▶ **DIRECTIVE 1**:
List every date, given as month and year, that appears in the passage about Commissioner King.
▶ **DIRECTIVE 2**:
Write a continuation of the passage about Commissioner King, starting right after its final sentence.

▶ **TEXT BLOCK**:
___
During his tenure, Commissioner King increased collaboration between P-12 schools and New York institutions of higher education, including strengthening teacher and principal preparation, raising the bar for teacher and principal certification, and creating partnerships to expand the state's P-20 data system. Under Commissioner King's leadership, NYSED also strengthened its approach to charter authorizing by launching a more rigorous Request for Proposals process for new schools and increasing accountability for existing schools.
In October 2013 King launched a listening tour across the state, in response to the State of New York's adoption of Common Core Standards. After a forum near Poughkeepsie, where he was drowned out by the crowd, he canceled several other planned forums, then rescheduled them. King was called on to resign by several parent groups. In November 2014, the state teachers' union called for his resignation.
In one of his last efforts as State Education Commissioner, in December 2014, King piloted a program in New York city to increase socioeconomic diversity among schools through integration—"attracting students from higher-income families to eight schools on the state's list of low-performing 'focus' and 'priority' schools."
___
▶ **DATASET CONTENT**:
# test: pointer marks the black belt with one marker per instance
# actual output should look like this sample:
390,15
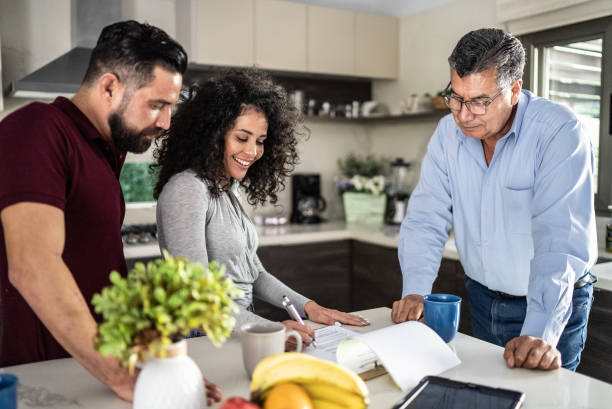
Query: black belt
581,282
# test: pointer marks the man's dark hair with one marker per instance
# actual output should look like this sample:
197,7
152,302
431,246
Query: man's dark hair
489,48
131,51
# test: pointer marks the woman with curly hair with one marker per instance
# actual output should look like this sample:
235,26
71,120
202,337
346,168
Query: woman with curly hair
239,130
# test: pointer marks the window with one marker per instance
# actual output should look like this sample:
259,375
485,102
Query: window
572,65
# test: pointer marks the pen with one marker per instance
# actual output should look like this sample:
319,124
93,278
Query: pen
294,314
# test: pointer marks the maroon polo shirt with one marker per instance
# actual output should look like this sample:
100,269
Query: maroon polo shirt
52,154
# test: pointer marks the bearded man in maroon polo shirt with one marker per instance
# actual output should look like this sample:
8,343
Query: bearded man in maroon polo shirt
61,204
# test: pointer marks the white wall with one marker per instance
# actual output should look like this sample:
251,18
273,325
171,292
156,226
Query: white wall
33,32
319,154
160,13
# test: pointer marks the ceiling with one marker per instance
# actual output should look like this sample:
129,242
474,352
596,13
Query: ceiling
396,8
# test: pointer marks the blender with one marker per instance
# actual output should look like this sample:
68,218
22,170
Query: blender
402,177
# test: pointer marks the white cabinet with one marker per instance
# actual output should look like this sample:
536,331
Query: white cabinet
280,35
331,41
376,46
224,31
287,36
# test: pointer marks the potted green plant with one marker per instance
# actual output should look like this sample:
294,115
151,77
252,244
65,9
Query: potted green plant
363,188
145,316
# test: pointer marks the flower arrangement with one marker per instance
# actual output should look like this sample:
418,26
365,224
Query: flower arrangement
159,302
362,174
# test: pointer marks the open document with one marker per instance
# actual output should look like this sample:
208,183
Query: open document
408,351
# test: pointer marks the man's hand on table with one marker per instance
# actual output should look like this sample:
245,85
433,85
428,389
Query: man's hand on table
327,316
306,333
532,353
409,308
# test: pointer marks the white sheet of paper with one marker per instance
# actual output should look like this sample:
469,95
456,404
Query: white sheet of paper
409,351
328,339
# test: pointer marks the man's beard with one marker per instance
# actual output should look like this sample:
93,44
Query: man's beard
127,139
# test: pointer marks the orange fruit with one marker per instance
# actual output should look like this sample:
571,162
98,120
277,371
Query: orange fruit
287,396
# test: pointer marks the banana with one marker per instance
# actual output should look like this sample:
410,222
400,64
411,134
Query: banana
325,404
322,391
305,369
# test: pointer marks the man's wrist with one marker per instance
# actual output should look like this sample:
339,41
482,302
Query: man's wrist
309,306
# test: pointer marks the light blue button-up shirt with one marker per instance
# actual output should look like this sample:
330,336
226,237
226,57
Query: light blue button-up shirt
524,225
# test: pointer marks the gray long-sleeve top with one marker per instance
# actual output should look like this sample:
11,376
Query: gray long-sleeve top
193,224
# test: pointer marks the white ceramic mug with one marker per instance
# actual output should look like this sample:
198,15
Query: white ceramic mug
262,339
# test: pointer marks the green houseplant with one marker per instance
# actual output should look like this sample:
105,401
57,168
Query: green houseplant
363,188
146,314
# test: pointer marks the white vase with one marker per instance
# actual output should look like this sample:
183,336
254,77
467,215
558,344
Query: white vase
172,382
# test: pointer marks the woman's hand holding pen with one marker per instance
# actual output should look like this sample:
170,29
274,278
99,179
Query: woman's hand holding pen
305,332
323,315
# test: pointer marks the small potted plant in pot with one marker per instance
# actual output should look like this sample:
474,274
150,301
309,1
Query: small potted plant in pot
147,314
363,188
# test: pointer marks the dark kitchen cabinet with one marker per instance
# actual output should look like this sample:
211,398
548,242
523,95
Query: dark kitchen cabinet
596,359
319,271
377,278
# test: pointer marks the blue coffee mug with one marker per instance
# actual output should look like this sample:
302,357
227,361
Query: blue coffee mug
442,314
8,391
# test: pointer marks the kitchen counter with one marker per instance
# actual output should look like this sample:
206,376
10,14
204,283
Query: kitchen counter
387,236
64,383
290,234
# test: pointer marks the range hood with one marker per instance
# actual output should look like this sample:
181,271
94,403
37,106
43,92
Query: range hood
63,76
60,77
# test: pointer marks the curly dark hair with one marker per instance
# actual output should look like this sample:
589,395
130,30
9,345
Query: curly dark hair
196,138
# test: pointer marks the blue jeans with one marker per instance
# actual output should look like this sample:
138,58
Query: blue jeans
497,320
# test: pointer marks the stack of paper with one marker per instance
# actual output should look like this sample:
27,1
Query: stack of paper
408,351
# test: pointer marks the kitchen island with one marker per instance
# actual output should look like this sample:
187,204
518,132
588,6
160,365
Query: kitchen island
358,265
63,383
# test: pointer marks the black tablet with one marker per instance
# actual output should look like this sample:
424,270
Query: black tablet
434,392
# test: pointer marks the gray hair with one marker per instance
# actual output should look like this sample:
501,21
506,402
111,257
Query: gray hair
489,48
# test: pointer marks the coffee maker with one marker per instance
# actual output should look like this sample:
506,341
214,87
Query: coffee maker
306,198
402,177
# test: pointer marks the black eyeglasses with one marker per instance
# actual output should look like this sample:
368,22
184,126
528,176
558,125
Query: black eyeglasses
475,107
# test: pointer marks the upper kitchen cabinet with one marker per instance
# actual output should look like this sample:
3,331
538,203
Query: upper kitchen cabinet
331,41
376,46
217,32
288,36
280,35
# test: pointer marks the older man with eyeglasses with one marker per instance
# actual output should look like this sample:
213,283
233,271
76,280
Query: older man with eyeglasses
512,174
___
▶ **REPLY 1**:
October 2013, November 2014, December 2014

▶ **REPLY 2**:
U.S. Department of Education
In January 2015, King became the Acting Deputy Secretary of Education (officially, the "Senior Advisor Delegated Duties of Deputy Secretary of Education"). In this position he oversaw a broad range of management, policy, and program functions.
In the fall of 2015 when Arne Duncan announced that he would resign as Secretary of Education at the end of the year, U.S. President Barack Obama announced that King would succeed Duncan as the Acting Secretary until the end of the President's term (in January 2017). At the White House press briefing discussing King's appointment, President Obama called King "the right man" to lead the Department of Education, and King replied that the President and Secretary Duncan had laid out "an ambitious agenda ... and I'm proud to be able to carry it forward." In choosing King to succeed Arne Duncan, the Washington Post stated that President Obama was "choosing continuity" and noted that King was pushing for the adoption of teacher evaluations, Common Core Standards and student testing as the New York State Commissioner of Schools while the Obama administration was pushing for the adoption of similar reforms across the United States. Even if their education reform agendas are similar, Duncan pointed out that King's background (he has African-American and Puerto Rican heritage, and was orphaned at age 12) gave him a "set of experiences that I think will help to make him especially impactful."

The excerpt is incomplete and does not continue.